* [WHAT IS NEEDED]: Restate the records underneath, keeping each one exactly the same.

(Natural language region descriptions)
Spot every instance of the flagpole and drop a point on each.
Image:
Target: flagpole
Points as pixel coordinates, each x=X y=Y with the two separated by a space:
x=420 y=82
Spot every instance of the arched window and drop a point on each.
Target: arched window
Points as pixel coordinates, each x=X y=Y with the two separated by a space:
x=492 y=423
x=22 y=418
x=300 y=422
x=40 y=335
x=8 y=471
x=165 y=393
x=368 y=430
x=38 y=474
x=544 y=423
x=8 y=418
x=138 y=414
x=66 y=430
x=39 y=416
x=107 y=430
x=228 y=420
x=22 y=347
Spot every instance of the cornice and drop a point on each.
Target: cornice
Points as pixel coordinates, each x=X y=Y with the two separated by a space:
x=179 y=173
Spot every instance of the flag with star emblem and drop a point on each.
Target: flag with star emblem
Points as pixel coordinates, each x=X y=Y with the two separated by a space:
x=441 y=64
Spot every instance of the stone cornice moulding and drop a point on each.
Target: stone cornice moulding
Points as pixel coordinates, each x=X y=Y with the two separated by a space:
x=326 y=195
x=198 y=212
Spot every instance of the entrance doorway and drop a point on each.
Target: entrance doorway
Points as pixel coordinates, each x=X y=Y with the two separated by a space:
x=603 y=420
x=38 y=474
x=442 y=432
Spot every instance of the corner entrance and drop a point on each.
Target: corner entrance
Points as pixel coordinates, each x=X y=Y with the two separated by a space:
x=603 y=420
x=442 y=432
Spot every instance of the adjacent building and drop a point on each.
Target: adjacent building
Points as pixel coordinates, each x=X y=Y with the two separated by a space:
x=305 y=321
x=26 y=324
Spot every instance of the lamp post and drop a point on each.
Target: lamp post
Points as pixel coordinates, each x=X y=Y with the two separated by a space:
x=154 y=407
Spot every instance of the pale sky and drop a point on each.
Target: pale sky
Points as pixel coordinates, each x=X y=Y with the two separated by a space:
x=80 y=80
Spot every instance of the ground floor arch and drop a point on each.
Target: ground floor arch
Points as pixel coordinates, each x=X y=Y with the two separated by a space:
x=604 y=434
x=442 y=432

* [YOUR SOLUTION]:
Spot every instance of the flagpole and drop a point on each.
Image:
Target: flagpole
Points as pixel coordinates, each x=X y=Y with the two separated by a space:
x=420 y=82
Spot every instance of the arched window and drop a point on each.
Target: arched window
Points as pixel coordinates, each x=X y=Y with the two separated by a space:
x=492 y=423
x=22 y=418
x=300 y=422
x=40 y=335
x=8 y=471
x=165 y=393
x=368 y=430
x=38 y=474
x=544 y=423
x=8 y=418
x=138 y=414
x=66 y=430
x=39 y=416
x=107 y=430
x=228 y=420
x=22 y=347
Spot every instance of the cornice and drop a point on each.
Target: cornice
Points as pixel coordinates, each x=X y=Y with the two separated by a space:
x=179 y=173
Spot every instance of the flag with star emblem and drop a point on each.
Target: flag with star emblem
Points as pixel coordinates, each x=X y=Y with the two separated by a space:
x=441 y=64
Spot every instance of the stone cornice moulding and drop a point on each.
Target: stone cornice moulding
Points as pixel coordinates, each x=X y=Y with the two separated by a space:
x=326 y=195
x=198 y=212
Spot every instance of the entrance doorway and drop a point on each.
Target: entrance doorway
Points as pixel coordinates, each x=X y=Y with the two separated by a space:
x=603 y=420
x=38 y=474
x=442 y=432
Spot every instance of the corner entrance and drop a point on each.
Target: corner entrance
Points as pixel coordinates, each x=X y=Y with the two separated by a space:
x=603 y=420
x=442 y=432
Spot every instance of the adjacent building and drop a point on each.
Target: adjacent building
Points as pixel coordinates, each x=X y=Y with the two separated by a space:
x=305 y=321
x=26 y=324
Spot every instance of the lamp post and drop a point on each.
Target: lamp post
Points as pixel coordinates, each x=X y=Y with the two separated by a space:
x=154 y=407
Spot every instance of the pale sky and drop a point on each.
Target: pale sky
Points as pixel coordinates, each x=X y=Y with the two separated by a space:
x=80 y=80
Spot every instance of the ground floor arch and drop a point on each.
Target: ground floor arch
Points as pixel coordinates, each x=X y=Y with the two separated by a space:
x=604 y=434
x=442 y=432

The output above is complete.